Reproduce only the stretch of the material from the line containing "[locate] the woman's fingers" through the line containing "x=91, y=231", substituting "window ledge" for each occurrence of "window sill" and leaving everything else unchanged.

** START **

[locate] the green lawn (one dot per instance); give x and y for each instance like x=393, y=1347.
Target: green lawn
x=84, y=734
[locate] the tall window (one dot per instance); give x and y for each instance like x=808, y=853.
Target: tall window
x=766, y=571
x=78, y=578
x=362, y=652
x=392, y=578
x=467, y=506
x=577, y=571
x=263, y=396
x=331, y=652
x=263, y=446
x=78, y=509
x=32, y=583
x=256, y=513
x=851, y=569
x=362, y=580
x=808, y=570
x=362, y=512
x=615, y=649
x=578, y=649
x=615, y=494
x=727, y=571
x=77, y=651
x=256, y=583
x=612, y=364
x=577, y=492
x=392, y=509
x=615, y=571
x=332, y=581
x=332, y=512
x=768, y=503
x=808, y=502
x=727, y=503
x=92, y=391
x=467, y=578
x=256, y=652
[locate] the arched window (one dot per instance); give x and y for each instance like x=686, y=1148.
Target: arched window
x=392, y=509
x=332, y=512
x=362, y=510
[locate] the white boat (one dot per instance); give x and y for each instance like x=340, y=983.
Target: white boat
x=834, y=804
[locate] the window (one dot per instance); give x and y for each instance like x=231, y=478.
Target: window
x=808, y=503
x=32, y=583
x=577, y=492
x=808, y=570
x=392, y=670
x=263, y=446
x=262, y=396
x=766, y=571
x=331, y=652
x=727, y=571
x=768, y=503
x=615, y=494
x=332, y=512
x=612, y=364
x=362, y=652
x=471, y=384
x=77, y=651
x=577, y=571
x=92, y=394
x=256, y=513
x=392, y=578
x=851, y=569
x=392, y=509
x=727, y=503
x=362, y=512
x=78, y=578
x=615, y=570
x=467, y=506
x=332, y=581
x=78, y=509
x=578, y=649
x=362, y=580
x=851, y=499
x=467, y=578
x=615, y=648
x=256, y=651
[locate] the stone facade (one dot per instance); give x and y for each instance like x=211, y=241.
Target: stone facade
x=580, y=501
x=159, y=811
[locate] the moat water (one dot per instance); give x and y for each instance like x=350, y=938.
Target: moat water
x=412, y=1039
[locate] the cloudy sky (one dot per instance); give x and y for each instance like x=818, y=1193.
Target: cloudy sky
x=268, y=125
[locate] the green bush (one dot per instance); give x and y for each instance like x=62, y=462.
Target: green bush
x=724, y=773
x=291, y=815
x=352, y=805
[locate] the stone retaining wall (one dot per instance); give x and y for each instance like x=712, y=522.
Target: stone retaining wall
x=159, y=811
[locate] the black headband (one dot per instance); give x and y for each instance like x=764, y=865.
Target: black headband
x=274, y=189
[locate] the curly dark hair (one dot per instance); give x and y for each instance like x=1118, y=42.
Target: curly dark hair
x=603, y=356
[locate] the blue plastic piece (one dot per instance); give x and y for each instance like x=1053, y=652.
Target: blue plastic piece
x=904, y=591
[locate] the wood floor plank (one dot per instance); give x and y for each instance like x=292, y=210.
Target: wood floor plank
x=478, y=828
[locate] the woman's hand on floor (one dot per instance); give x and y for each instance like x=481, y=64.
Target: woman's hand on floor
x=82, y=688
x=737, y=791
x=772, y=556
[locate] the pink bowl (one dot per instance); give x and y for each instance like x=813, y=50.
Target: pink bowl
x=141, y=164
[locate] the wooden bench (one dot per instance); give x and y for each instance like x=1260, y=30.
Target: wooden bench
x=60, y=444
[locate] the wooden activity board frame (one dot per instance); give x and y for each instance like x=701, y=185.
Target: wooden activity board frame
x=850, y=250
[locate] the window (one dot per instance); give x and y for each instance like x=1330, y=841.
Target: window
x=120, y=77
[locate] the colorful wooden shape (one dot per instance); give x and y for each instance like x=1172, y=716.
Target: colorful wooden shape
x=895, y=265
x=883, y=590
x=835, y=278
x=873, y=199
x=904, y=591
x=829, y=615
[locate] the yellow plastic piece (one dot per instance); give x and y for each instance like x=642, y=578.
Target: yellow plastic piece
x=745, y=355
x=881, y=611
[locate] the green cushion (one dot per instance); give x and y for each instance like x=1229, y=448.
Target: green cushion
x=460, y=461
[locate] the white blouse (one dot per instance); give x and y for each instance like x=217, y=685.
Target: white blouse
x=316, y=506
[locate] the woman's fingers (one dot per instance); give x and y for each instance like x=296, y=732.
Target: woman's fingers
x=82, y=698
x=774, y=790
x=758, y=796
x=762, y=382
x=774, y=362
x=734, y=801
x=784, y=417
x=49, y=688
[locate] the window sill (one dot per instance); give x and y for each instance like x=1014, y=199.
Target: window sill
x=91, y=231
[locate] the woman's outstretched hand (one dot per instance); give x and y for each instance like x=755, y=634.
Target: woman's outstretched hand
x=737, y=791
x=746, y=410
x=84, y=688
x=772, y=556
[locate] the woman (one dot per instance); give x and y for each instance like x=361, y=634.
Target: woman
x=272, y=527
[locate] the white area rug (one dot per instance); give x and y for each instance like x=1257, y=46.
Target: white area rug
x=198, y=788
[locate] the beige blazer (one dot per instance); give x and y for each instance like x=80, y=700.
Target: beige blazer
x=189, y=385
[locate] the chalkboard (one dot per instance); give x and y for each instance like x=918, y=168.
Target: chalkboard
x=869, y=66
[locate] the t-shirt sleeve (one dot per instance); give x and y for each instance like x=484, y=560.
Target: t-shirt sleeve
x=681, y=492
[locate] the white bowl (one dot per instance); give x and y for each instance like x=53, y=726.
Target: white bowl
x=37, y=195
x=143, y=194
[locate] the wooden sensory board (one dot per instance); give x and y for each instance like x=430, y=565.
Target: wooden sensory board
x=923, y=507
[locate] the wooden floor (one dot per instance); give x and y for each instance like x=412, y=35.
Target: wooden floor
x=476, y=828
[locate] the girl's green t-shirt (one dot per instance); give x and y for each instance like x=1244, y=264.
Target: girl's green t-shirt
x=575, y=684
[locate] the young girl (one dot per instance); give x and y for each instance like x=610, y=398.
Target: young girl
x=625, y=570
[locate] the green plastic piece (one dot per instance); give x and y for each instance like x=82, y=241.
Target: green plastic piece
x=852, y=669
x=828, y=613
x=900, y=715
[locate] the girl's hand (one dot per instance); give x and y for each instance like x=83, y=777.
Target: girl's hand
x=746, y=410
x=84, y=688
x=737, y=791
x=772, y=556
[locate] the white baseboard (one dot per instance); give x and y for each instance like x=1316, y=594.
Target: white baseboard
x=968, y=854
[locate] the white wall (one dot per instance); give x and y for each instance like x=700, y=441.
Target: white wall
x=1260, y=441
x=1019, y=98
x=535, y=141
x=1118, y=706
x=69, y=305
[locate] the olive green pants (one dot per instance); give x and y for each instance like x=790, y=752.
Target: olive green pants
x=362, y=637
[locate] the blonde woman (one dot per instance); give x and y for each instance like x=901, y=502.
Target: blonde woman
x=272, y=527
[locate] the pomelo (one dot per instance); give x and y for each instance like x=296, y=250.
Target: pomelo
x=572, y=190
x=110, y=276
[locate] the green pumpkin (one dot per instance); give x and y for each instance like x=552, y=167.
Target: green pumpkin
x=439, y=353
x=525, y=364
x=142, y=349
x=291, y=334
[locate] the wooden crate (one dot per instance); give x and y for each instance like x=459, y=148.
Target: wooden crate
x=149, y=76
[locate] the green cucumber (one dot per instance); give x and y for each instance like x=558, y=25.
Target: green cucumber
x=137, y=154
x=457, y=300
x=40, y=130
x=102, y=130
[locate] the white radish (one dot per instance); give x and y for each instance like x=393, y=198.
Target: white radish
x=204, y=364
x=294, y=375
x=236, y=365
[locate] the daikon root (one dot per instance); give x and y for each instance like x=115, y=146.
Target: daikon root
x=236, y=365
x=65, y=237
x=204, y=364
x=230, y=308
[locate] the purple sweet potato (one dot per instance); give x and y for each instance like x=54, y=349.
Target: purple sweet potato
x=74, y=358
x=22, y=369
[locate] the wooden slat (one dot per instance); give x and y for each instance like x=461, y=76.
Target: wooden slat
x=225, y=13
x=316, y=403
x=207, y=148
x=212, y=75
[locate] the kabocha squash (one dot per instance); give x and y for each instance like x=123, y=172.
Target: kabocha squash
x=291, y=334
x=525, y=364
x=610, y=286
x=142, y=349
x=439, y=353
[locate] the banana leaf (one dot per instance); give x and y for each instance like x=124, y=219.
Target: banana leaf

** END **

EXPECTED OUTPUT:
[locate] the woman's fingers (one dot per instance); give x and y for each instance like x=296, y=732.
Target: woman's fingers
x=82, y=698
x=774, y=790
x=758, y=796
x=762, y=382
x=774, y=362
x=734, y=801
x=784, y=417
x=49, y=688
[locate] the window ledge (one dot per instance); give x and y for each instance like x=1014, y=199.
Target: window ledge
x=91, y=231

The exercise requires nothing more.